After finding the line containing "Target: ponderosa pine tree" below, please output that line and each following one through the line containing "point: furrowed bark", exactly as written.

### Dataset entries
----
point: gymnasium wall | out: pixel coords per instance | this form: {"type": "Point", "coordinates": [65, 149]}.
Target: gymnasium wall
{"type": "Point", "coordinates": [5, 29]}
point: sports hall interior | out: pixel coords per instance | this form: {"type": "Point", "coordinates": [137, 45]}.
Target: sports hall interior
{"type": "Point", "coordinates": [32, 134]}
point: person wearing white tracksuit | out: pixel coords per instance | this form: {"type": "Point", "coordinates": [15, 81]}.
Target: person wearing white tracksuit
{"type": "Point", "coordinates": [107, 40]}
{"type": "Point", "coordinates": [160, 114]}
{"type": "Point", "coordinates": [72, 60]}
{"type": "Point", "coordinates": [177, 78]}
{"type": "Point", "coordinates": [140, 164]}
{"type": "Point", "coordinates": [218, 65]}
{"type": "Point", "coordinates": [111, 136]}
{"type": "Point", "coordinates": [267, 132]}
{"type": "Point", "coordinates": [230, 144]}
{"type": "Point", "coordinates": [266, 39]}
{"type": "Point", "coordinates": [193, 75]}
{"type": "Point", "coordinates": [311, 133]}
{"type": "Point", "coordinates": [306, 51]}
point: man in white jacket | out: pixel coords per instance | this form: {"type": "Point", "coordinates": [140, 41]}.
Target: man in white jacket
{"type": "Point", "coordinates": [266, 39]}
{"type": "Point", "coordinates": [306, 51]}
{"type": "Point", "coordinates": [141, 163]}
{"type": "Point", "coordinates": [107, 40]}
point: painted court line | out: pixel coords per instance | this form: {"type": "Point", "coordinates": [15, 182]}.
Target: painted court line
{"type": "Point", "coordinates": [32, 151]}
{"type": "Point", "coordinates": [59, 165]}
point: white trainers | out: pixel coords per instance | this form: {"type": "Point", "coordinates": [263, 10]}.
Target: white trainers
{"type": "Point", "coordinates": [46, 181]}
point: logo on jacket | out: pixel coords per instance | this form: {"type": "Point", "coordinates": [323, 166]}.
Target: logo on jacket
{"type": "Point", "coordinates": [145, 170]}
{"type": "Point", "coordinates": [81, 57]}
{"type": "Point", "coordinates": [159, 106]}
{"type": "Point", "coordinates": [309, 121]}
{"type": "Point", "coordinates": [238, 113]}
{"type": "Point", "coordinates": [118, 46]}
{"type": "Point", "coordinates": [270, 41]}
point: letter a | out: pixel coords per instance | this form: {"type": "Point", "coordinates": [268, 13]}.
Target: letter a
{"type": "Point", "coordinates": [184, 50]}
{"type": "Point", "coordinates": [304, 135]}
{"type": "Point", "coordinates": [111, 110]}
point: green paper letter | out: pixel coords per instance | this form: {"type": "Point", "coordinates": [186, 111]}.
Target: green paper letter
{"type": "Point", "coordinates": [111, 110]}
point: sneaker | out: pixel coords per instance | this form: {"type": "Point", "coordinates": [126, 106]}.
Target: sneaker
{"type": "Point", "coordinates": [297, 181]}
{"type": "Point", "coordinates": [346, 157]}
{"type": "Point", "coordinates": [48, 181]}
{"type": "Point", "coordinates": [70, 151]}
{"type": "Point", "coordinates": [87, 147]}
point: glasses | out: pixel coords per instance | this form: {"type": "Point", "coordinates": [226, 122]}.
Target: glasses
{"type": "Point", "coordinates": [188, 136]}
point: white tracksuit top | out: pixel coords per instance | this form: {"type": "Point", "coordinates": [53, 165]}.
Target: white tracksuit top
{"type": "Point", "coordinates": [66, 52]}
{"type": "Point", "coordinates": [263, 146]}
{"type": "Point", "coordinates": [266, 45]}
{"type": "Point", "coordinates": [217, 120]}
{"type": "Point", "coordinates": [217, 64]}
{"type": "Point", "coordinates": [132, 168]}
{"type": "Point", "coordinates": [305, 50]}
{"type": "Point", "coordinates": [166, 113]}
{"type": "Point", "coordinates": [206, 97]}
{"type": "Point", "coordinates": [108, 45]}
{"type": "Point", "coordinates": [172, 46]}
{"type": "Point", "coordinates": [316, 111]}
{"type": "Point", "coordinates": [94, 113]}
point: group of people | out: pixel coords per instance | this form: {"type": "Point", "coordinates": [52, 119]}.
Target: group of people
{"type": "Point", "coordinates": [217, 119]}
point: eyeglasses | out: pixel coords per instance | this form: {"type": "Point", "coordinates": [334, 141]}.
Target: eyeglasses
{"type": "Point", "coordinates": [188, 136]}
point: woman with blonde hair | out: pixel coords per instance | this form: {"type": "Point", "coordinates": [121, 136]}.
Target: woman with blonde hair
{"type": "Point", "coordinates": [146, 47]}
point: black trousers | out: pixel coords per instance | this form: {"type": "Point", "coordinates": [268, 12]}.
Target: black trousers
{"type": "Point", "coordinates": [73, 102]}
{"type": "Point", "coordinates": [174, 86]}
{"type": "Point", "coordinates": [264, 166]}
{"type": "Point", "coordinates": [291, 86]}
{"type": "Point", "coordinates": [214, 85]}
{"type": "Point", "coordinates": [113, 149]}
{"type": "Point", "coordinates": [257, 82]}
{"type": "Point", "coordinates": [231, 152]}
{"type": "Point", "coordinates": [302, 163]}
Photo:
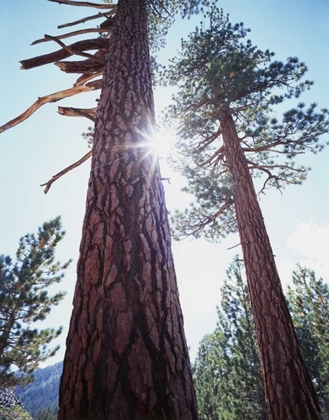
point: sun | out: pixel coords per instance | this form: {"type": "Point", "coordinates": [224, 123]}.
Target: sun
{"type": "Point", "coordinates": [162, 143]}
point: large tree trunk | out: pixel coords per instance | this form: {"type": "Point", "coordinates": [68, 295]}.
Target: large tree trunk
{"type": "Point", "coordinates": [288, 386]}
{"type": "Point", "coordinates": [126, 354]}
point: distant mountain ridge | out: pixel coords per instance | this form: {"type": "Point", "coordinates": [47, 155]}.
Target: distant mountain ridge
{"type": "Point", "coordinates": [43, 392]}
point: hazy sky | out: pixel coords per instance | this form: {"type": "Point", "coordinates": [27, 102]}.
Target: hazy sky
{"type": "Point", "coordinates": [297, 221]}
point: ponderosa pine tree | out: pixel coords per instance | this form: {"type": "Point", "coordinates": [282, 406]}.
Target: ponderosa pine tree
{"type": "Point", "coordinates": [224, 109]}
{"type": "Point", "coordinates": [308, 302]}
{"type": "Point", "coordinates": [24, 300]}
{"type": "Point", "coordinates": [126, 351]}
{"type": "Point", "coordinates": [227, 369]}
{"type": "Point", "coordinates": [126, 354]}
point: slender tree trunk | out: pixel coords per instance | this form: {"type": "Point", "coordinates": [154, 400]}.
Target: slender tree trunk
{"type": "Point", "coordinates": [126, 354]}
{"type": "Point", "coordinates": [288, 386]}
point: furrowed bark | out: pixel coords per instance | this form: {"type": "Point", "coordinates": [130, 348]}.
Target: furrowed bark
{"type": "Point", "coordinates": [288, 386]}
{"type": "Point", "coordinates": [126, 354]}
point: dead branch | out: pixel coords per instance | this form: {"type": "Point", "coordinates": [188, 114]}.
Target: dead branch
{"type": "Point", "coordinates": [68, 51]}
{"type": "Point", "coordinates": [78, 112]}
{"type": "Point", "coordinates": [65, 171]}
{"type": "Point", "coordinates": [84, 4]}
{"type": "Point", "coordinates": [54, 97]}
{"type": "Point", "coordinates": [86, 76]}
{"type": "Point", "coordinates": [83, 20]}
{"type": "Point", "coordinates": [82, 54]}
{"type": "Point", "coordinates": [85, 66]}
{"type": "Point", "coordinates": [48, 38]}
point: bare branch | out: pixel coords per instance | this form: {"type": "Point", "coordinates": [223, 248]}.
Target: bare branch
{"type": "Point", "coordinates": [48, 38]}
{"type": "Point", "coordinates": [65, 171]}
{"type": "Point", "coordinates": [85, 66]}
{"type": "Point", "coordinates": [54, 97]}
{"type": "Point", "coordinates": [78, 112]}
{"type": "Point", "coordinates": [87, 76]}
{"type": "Point", "coordinates": [84, 4]}
{"type": "Point", "coordinates": [67, 51]}
{"type": "Point", "coordinates": [72, 52]}
{"type": "Point", "coordinates": [83, 20]}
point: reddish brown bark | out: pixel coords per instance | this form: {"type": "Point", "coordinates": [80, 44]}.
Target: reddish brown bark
{"type": "Point", "coordinates": [126, 354]}
{"type": "Point", "coordinates": [288, 386]}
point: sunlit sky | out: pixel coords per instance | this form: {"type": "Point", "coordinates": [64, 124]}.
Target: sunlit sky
{"type": "Point", "coordinates": [30, 153]}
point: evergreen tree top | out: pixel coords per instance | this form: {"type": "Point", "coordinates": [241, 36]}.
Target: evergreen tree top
{"type": "Point", "coordinates": [220, 72]}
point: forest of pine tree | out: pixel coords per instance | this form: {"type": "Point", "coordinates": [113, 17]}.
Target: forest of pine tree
{"type": "Point", "coordinates": [126, 352]}
{"type": "Point", "coordinates": [227, 370]}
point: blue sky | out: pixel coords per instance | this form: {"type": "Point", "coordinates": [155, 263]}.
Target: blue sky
{"type": "Point", "coordinates": [30, 153]}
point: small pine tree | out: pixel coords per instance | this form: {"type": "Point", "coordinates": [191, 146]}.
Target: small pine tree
{"type": "Point", "coordinates": [309, 305]}
{"type": "Point", "coordinates": [24, 300]}
{"type": "Point", "coordinates": [225, 110]}
{"type": "Point", "coordinates": [227, 370]}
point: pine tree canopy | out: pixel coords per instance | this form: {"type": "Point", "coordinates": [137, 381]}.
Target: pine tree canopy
{"type": "Point", "coordinates": [24, 299]}
{"type": "Point", "coordinates": [219, 72]}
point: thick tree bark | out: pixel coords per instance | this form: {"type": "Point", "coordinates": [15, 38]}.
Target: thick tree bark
{"type": "Point", "coordinates": [126, 354]}
{"type": "Point", "coordinates": [288, 386]}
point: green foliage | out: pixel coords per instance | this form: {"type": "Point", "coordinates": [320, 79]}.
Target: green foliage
{"type": "Point", "coordinates": [41, 396]}
{"type": "Point", "coordinates": [227, 370]}
{"type": "Point", "coordinates": [228, 376]}
{"type": "Point", "coordinates": [309, 305]}
{"type": "Point", "coordinates": [24, 300]}
{"type": "Point", "coordinates": [14, 413]}
{"type": "Point", "coordinates": [218, 72]}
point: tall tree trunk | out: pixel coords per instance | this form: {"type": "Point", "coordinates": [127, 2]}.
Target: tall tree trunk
{"type": "Point", "coordinates": [288, 386]}
{"type": "Point", "coordinates": [126, 354]}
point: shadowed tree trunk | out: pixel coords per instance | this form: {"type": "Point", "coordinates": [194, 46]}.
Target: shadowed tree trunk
{"type": "Point", "coordinates": [288, 386]}
{"type": "Point", "coordinates": [126, 354]}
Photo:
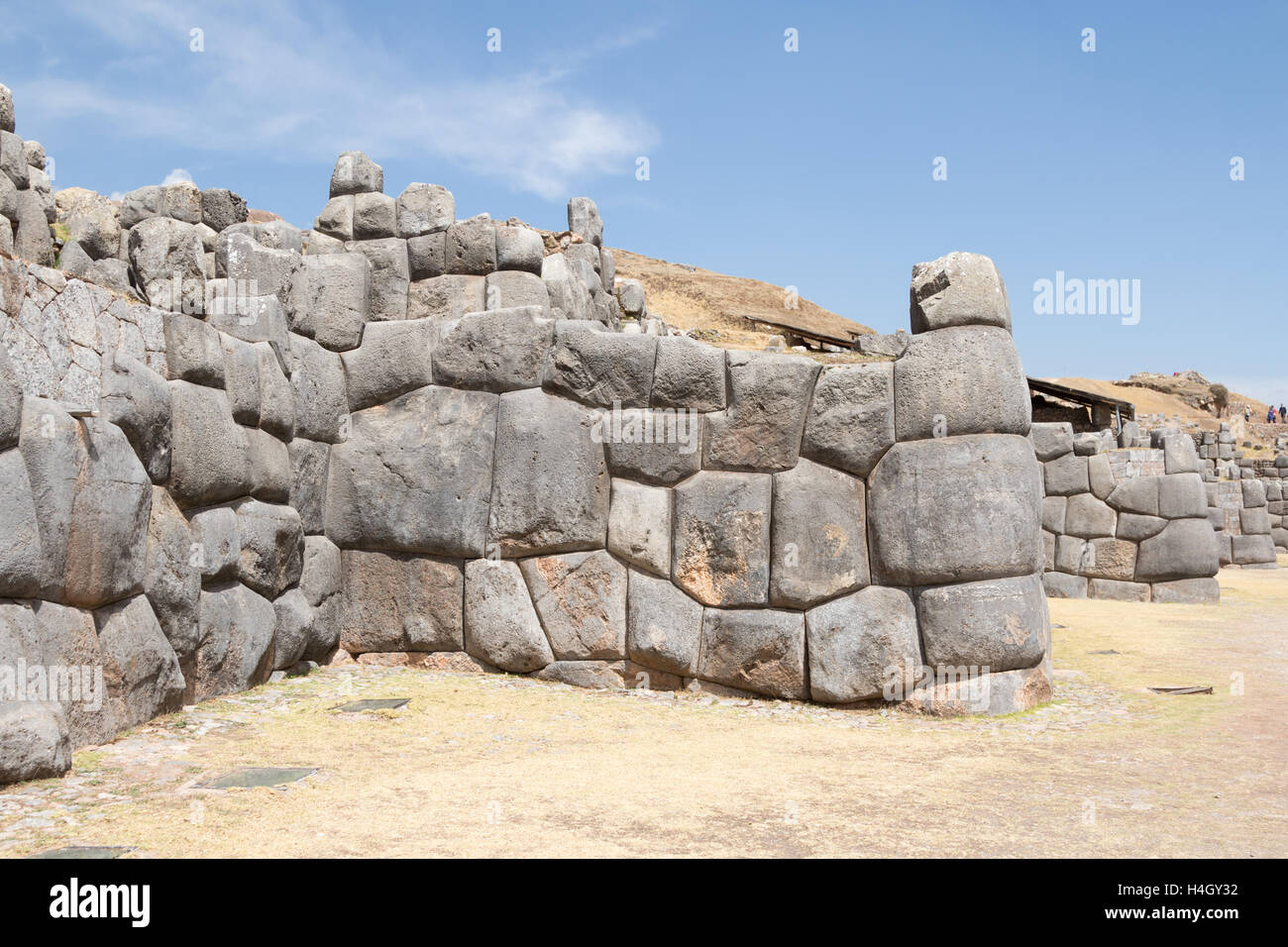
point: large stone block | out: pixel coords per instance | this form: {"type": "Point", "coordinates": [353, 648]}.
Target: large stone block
{"type": "Point", "coordinates": [850, 420]}
{"type": "Point", "coordinates": [137, 399]}
{"type": "Point", "coordinates": [961, 380]}
{"type": "Point", "coordinates": [960, 289]}
{"type": "Point", "coordinates": [236, 641]}
{"type": "Point", "coordinates": [996, 625]}
{"type": "Point", "coordinates": [759, 650]}
{"type": "Point", "coordinates": [446, 296]}
{"type": "Point", "coordinates": [639, 525]}
{"type": "Point", "coordinates": [394, 359]}
{"type": "Point", "coordinates": [818, 535]}
{"type": "Point", "coordinates": [207, 449]}
{"type": "Point", "coordinates": [321, 398]}
{"type": "Point", "coordinates": [688, 375]}
{"type": "Point", "coordinates": [550, 484]}
{"type": "Point", "coordinates": [956, 509]}
{"type": "Point", "coordinates": [664, 626]}
{"type": "Point", "coordinates": [600, 368]}
{"type": "Point", "coordinates": [1184, 549]}
{"type": "Point", "coordinates": [581, 602]}
{"type": "Point", "coordinates": [863, 646]}
{"type": "Point", "coordinates": [720, 538]}
{"type": "Point", "coordinates": [330, 299]}
{"type": "Point", "coordinates": [768, 399]}
{"type": "Point", "coordinates": [391, 602]}
{"type": "Point", "coordinates": [390, 277]}
{"type": "Point", "coordinates": [415, 474]}
{"type": "Point", "coordinates": [501, 625]}
{"type": "Point", "coordinates": [271, 547]}
{"type": "Point", "coordinates": [425, 209]}
{"type": "Point", "coordinates": [494, 351]}
{"type": "Point", "coordinates": [141, 669]}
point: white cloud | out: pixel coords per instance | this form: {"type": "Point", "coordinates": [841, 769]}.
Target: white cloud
{"type": "Point", "coordinates": [176, 175]}
{"type": "Point", "coordinates": [299, 84]}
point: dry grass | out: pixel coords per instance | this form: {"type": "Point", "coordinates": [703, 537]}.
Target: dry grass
{"type": "Point", "coordinates": [490, 766]}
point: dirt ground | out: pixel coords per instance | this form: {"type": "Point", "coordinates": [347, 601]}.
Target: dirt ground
{"type": "Point", "coordinates": [501, 766]}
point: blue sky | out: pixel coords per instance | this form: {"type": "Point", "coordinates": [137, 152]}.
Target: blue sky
{"type": "Point", "coordinates": [811, 169]}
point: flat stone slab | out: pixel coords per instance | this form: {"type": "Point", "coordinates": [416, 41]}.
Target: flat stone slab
{"type": "Point", "coordinates": [249, 777]}
{"type": "Point", "coordinates": [374, 703]}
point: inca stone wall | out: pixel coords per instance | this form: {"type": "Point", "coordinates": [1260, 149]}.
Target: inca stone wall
{"type": "Point", "coordinates": [402, 437]}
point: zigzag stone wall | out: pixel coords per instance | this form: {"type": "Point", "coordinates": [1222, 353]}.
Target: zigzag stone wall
{"type": "Point", "coordinates": [426, 444]}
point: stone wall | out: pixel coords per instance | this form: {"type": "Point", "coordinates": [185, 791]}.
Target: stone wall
{"type": "Point", "coordinates": [1125, 523]}
{"type": "Point", "coordinates": [402, 437]}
----
### Result
Target: ponderosa pine tree
{"type": "Point", "coordinates": [224, 109]}
{"type": "Point", "coordinates": [308, 302]}
{"type": "Point", "coordinates": [24, 300]}
{"type": "Point", "coordinates": [126, 351]}
{"type": "Point", "coordinates": [227, 369]}
{"type": "Point", "coordinates": [126, 354]}
point: slender tree trunk | out: pixel coords per instance | this form: {"type": "Point", "coordinates": [154, 400]}.
Target: slender tree trunk
{"type": "Point", "coordinates": [126, 354]}
{"type": "Point", "coordinates": [288, 386]}
point: furrowed bark | out: pixel coords per instance | this form: {"type": "Point", "coordinates": [130, 348]}.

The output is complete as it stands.